[Su cosa lavorare]: Restituisci ogni riga dei record che contiene la stringa "church". La distinzione tra maiuscole e minuscole è rilevante.

[Dati da elaborare]:
+ + + + + + +
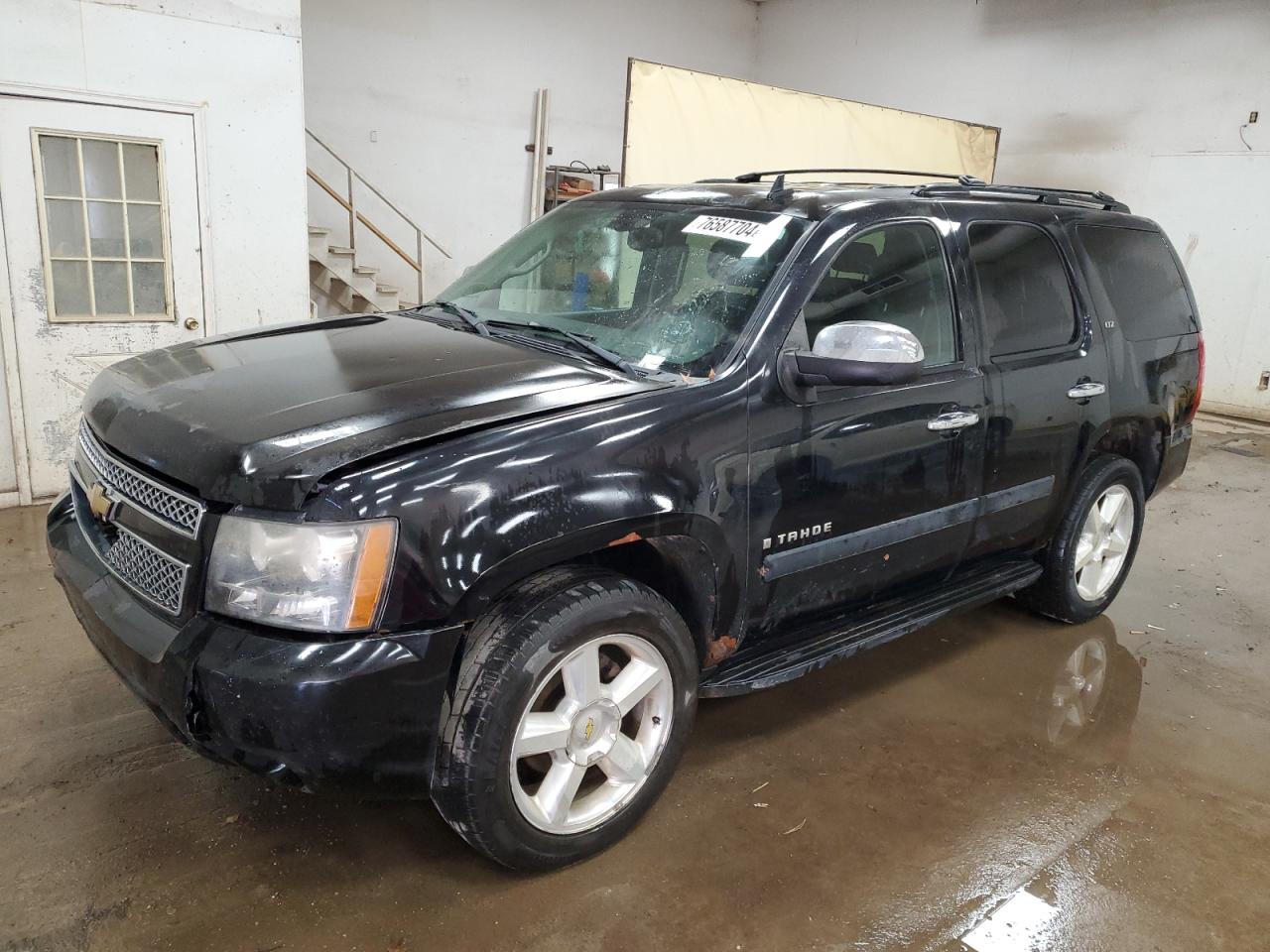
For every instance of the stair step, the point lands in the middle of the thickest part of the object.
(766, 666)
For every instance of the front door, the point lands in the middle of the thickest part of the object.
(100, 229)
(867, 488)
(1040, 357)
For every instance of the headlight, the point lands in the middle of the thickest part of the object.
(318, 576)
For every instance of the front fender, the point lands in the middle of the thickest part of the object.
(715, 561)
(485, 509)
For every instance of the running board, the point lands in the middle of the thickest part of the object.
(770, 665)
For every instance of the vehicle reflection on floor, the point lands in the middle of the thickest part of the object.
(944, 774)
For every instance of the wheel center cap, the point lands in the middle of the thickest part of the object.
(593, 731)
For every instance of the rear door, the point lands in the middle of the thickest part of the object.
(1044, 365)
(856, 493)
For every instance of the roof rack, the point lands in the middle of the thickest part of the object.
(756, 176)
(1023, 193)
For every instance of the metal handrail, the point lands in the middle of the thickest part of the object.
(349, 204)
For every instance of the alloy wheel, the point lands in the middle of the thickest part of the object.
(1102, 546)
(592, 734)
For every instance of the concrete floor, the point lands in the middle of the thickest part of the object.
(908, 793)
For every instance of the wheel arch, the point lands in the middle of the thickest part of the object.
(1138, 439)
(680, 556)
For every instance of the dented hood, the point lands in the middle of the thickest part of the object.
(259, 417)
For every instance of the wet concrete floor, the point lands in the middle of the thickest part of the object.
(892, 802)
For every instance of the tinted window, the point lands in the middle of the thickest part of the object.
(1023, 286)
(1141, 280)
(893, 275)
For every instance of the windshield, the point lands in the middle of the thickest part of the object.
(666, 287)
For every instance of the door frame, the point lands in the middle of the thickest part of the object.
(197, 112)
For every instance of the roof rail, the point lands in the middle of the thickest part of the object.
(1023, 193)
(756, 176)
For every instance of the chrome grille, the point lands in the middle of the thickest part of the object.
(171, 507)
(153, 574)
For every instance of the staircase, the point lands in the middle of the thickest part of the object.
(334, 272)
(341, 281)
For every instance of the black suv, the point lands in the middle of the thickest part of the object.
(665, 443)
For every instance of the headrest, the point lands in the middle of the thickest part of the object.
(857, 258)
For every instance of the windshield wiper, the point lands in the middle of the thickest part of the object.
(470, 317)
(585, 343)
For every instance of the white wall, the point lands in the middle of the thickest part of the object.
(448, 89)
(1088, 94)
(241, 60)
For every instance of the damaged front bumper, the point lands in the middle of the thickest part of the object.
(359, 715)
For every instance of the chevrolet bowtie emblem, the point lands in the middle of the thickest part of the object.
(99, 502)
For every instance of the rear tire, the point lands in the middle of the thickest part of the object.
(1091, 552)
(547, 757)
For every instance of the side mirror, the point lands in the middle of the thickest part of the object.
(857, 353)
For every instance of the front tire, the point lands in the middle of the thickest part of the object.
(1092, 549)
(572, 706)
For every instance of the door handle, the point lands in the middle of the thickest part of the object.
(1083, 391)
(953, 420)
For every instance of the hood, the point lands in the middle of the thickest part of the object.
(259, 417)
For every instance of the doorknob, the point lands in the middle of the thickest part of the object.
(1089, 389)
(953, 420)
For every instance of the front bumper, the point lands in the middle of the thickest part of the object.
(358, 715)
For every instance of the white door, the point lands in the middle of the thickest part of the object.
(103, 246)
(1219, 232)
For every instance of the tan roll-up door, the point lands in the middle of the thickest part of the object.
(683, 126)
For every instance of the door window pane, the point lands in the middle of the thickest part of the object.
(70, 289)
(60, 160)
(1141, 280)
(894, 275)
(105, 229)
(102, 168)
(1024, 294)
(141, 172)
(64, 227)
(145, 239)
(111, 287)
(118, 270)
(148, 289)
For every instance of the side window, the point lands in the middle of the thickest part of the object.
(893, 275)
(1141, 281)
(1024, 293)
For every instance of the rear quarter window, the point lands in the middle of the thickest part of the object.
(1141, 281)
(1024, 293)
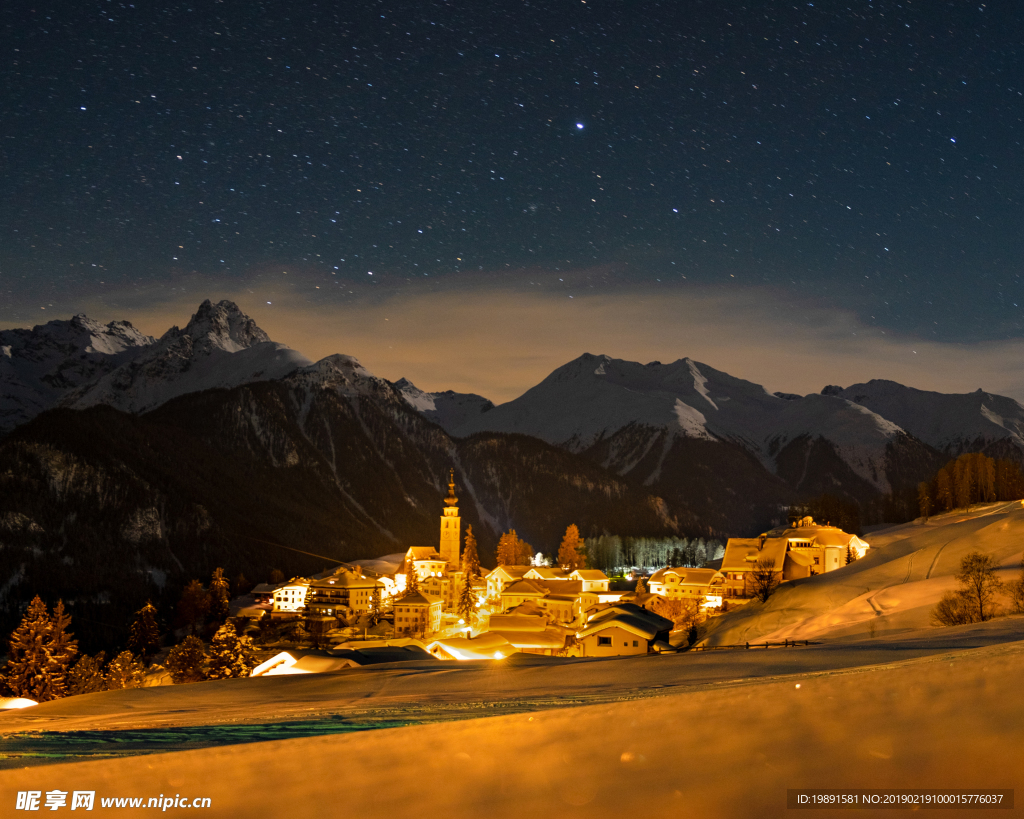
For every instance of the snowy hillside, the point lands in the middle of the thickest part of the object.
(594, 397)
(39, 367)
(950, 423)
(449, 410)
(893, 589)
(220, 347)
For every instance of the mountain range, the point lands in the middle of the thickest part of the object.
(129, 465)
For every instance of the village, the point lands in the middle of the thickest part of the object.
(436, 602)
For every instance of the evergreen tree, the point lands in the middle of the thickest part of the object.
(375, 606)
(86, 676)
(569, 557)
(412, 578)
(144, 635)
(507, 549)
(220, 596)
(230, 655)
(125, 671)
(470, 557)
(40, 654)
(925, 500)
(267, 629)
(186, 661)
(194, 606)
(467, 602)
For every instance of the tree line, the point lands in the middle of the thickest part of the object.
(972, 478)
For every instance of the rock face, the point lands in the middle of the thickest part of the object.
(951, 423)
(39, 367)
(638, 419)
(219, 348)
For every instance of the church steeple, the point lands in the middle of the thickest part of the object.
(451, 527)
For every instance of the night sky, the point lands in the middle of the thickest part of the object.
(856, 165)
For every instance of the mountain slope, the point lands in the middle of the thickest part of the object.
(220, 347)
(951, 423)
(39, 367)
(628, 414)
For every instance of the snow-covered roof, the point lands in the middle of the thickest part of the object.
(418, 599)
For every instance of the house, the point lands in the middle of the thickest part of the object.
(263, 593)
(347, 589)
(486, 646)
(563, 600)
(502, 576)
(801, 550)
(623, 630)
(592, 579)
(706, 586)
(291, 596)
(418, 612)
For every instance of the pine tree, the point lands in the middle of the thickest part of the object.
(62, 649)
(470, 558)
(220, 596)
(186, 661)
(467, 603)
(230, 655)
(125, 671)
(375, 605)
(40, 653)
(144, 635)
(412, 578)
(86, 676)
(506, 549)
(194, 606)
(925, 500)
(568, 553)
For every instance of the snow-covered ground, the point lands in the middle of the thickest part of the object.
(884, 701)
(893, 589)
(948, 720)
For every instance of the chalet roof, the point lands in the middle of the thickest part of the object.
(373, 656)
(547, 639)
(512, 572)
(589, 574)
(418, 599)
(423, 553)
(517, 621)
(630, 622)
(546, 573)
(687, 575)
(347, 579)
(486, 646)
(524, 588)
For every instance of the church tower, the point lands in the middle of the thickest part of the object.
(451, 528)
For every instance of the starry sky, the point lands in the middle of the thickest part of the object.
(790, 191)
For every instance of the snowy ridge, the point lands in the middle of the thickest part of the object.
(449, 408)
(220, 347)
(950, 423)
(39, 367)
(594, 397)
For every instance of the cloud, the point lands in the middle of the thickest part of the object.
(477, 335)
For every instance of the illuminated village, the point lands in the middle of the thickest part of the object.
(439, 602)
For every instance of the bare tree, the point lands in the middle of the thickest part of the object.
(764, 578)
(979, 584)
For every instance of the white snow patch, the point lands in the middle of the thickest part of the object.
(700, 383)
(691, 421)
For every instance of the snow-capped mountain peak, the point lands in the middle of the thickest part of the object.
(220, 347)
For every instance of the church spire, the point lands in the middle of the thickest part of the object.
(451, 500)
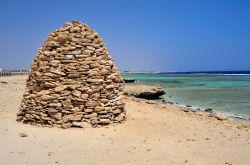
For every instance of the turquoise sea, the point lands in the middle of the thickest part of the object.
(224, 93)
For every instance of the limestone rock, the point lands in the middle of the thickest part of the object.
(73, 82)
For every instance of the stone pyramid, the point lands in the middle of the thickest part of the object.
(73, 82)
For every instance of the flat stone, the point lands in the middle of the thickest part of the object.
(60, 88)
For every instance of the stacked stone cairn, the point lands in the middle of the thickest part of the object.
(73, 82)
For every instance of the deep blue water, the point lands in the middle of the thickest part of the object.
(224, 92)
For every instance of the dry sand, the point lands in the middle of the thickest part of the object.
(153, 134)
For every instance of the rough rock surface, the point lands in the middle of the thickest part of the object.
(73, 80)
(129, 80)
(144, 91)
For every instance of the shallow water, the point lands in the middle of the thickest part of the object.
(229, 94)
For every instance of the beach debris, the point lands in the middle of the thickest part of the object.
(129, 80)
(22, 134)
(144, 91)
(219, 116)
(73, 82)
(209, 110)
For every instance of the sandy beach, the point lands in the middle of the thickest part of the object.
(153, 133)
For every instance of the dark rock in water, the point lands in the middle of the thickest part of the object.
(129, 80)
(144, 91)
(209, 110)
(3, 82)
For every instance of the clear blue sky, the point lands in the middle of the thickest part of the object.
(161, 35)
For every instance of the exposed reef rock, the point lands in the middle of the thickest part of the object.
(144, 91)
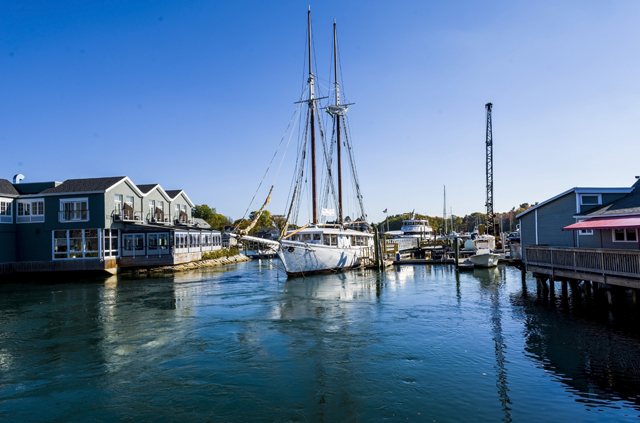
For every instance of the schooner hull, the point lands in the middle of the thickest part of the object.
(300, 259)
(485, 260)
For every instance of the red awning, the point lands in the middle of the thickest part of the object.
(626, 222)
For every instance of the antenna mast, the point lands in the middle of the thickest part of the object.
(489, 204)
(312, 106)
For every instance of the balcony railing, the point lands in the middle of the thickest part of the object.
(159, 218)
(182, 220)
(73, 216)
(127, 216)
(601, 261)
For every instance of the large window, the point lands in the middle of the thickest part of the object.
(110, 242)
(6, 207)
(77, 243)
(30, 211)
(590, 199)
(74, 210)
(585, 231)
(625, 235)
(117, 200)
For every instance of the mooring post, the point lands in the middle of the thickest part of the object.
(457, 251)
(376, 247)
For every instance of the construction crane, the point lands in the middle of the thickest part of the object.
(489, 204)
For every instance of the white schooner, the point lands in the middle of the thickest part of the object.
(330, 246)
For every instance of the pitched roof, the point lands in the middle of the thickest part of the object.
(146, 188)
(83, 185)
(629, 204)
(173, 193)
(7, 188)
(201, 223)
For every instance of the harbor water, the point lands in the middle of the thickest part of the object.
(243, 343)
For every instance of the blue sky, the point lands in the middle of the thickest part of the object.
(196, 95)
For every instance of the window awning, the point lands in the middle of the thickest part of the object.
(624, 222)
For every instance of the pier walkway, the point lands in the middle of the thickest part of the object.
(602, 268)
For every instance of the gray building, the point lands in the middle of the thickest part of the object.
(98, 224)
(549, 223)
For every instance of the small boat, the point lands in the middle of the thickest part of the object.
(417, 228)
(484, 256)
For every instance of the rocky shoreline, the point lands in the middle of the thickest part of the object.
(191, 265)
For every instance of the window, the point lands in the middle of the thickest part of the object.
(6, 207)
(625, 235)
(74, 210)
(585, 232)
(110, 237)
(590, 200)
(30, 211)
(79, 243)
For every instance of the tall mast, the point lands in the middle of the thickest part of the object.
(313, 128)
(489, 145)
(444, 211)
(335, 71)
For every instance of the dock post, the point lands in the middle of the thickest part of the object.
(376, 247)
(456, 250)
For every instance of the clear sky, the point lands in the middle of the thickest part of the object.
(196, 95)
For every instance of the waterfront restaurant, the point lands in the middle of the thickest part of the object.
(98, 224)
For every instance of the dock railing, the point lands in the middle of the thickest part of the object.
(600, 261)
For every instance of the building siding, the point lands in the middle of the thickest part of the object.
(125, 189)
(554, 216)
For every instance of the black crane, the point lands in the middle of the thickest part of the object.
(489, 204)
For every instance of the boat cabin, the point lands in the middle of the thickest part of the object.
(485, 242)
(332, 237)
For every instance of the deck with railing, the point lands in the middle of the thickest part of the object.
(602, 265)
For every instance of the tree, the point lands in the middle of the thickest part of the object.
(210, 215)
(204, 212)
(278, 221)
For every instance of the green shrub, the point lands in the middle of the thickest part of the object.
(225, 252)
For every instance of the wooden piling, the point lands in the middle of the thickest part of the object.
(376, 240)
(456, 250)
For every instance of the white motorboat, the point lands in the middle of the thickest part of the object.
(417, 228)
(317, 248)
(484, 256)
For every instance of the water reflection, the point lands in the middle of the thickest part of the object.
(413, 343)
(492, 280)
(598, 361)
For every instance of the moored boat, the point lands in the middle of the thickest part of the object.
(318, 247)
(484, 256)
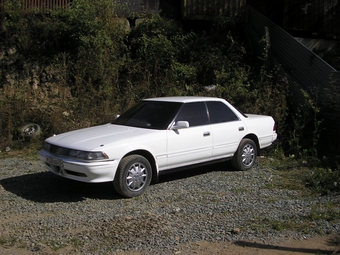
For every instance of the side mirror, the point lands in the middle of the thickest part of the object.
(180, 125)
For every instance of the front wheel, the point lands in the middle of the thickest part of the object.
(245, 156)
(133, 176)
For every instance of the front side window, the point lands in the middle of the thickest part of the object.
(220, 112)
(194, 113)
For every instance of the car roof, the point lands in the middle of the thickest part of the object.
(184, 99)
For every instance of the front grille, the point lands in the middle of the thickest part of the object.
(60, 151)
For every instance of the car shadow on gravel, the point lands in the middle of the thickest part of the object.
(191, 172)
(260, 246)
(45, 187)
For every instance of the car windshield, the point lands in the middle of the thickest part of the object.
(149, 114)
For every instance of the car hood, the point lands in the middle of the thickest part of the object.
(99, 136)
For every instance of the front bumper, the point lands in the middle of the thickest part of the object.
(84, 171)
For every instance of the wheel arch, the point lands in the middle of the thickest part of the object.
(255, 139)
(146, 154)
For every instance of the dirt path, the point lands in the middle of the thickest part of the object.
(318, 245)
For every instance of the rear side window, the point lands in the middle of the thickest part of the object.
(194, 113)
(220, 112)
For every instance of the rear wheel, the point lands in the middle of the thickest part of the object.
(133, 176)
(245, 156)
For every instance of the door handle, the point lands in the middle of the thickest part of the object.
(206, 134)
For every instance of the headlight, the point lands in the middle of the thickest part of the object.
(88, 155)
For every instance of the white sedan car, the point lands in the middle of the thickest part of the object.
(156, 135)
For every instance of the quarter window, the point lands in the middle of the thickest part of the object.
(220, 112)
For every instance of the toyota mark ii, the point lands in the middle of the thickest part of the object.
(156, 135)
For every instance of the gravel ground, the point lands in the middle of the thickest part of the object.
(44, 213)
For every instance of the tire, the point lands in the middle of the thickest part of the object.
(133, 176)
(245, 156)
(30, 130)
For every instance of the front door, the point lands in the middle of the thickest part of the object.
(190, 145)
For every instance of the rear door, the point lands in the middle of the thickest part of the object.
(227, 129)
(190, 145)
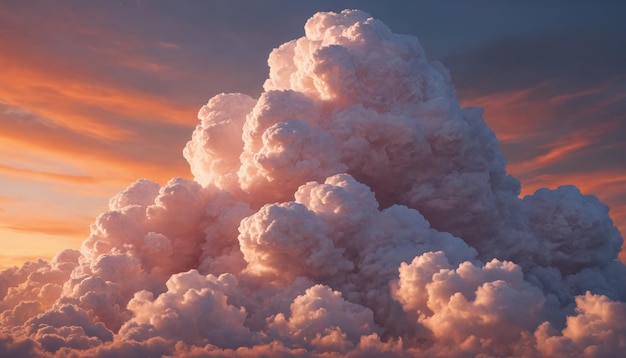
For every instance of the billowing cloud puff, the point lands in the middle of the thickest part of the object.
(353, 209)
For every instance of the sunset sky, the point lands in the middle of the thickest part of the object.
(95, 95)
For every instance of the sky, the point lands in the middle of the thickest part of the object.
(95, 94)
(209, 179)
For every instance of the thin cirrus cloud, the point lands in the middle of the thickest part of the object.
(352, 209)
(556, 104)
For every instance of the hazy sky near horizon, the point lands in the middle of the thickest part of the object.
(95, 95)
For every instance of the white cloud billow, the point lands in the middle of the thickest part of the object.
(354, 209)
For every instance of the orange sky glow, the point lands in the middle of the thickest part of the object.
(62, 153)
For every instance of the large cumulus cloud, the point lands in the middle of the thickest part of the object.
(353, 209)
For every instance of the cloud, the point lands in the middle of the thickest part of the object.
(353, 209)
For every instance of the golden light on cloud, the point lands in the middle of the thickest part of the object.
(353, 208)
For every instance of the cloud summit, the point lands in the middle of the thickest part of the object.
(354, 209)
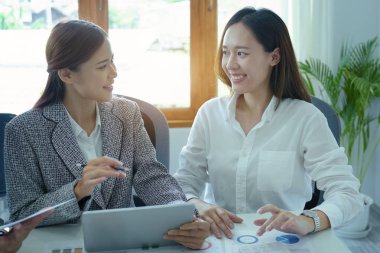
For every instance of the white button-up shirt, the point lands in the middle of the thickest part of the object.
(273, 164)
(91, 146)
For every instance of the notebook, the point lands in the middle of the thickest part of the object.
(134, 227)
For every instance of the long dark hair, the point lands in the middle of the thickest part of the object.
(270, 31)
(70, 44)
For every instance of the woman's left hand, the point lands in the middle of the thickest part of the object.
(191, 235)
(284, 221)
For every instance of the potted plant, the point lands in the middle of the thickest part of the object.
(350, 92)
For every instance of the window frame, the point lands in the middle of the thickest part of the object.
(203, 44)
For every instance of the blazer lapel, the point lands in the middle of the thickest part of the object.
(63, 139)
(111, 131)
(66, 145)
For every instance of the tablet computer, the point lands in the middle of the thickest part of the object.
(134, 227)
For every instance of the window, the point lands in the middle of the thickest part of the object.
(193, 57)
(164, 47)
(24, 29)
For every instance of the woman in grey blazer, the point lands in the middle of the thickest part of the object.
(78, 122)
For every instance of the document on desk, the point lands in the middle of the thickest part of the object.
(211, 245)
(44, 210)
(245, 241)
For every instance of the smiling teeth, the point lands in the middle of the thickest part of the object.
(237, 77)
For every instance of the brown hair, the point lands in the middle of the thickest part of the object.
(270, 31)
(70, 44)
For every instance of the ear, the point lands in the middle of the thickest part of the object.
(65, 75)
(276, 57)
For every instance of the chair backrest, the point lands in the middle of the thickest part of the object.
(4, 119)
(157, 128)
(334, 124)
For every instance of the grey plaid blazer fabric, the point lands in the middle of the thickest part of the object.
(41, 153)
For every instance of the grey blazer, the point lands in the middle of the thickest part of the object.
(41, 153)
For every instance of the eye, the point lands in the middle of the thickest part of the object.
(240, 53)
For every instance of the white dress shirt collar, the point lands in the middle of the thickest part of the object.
(267, 115)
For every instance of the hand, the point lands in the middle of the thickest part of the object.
(284, 221)
(95, 172)
(10, 242)
(219, 218)
(191, 235)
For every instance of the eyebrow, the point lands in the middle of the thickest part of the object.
(104, 61)
(238, 47)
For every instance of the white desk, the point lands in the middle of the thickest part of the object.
(322, 242)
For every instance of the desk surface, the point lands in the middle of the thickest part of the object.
(42, 239)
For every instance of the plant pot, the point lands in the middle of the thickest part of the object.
(359, 226)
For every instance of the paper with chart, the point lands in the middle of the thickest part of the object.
(211, 245)
(44, 210)
(246, 241)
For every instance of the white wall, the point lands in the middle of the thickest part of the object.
(178, 139)
(351, 20)
(357, 21)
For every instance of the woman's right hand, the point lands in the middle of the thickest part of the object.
(95, 172)
(221, 220)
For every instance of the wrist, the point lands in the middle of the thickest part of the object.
(313, 220)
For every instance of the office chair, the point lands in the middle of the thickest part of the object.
(158, 130)
(4, 119)
(334, 124)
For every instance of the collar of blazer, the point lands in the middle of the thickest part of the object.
(66, 145)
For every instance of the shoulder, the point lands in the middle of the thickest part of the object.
(299, 108)
(120, 105)
(215, 104)
(29, 118)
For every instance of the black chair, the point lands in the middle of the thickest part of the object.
(334, 124)
(4, 119)
(157, 128)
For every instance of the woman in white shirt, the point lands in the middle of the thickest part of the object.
(260, 148)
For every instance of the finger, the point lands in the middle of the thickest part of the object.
(93, 182)
(278, 222)
(33, 222)
(105, 160)
(235, 218)
(188, 233)
(213, 227)
(225, 217)
(184, 239)
(268, 208)
(263, 227)
(259, 222)
(198, 224)
(192, 245)
(97, 172)
(221, 224)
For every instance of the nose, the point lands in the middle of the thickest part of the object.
(113, 71)
(231, 63)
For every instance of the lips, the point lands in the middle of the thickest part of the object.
(236, 78)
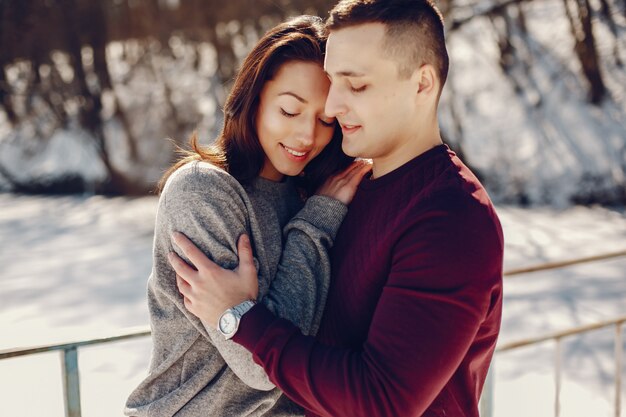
+ + + + + + +
[Risposta]:
For every instance of the church steeple, the point lands in the middle of the thickest part of the object.
For every instance of the church tower, the point lands in the middle of the thickest part of the object.
For every instance of the church spire, the point lands in the middle of the thickest part of the object.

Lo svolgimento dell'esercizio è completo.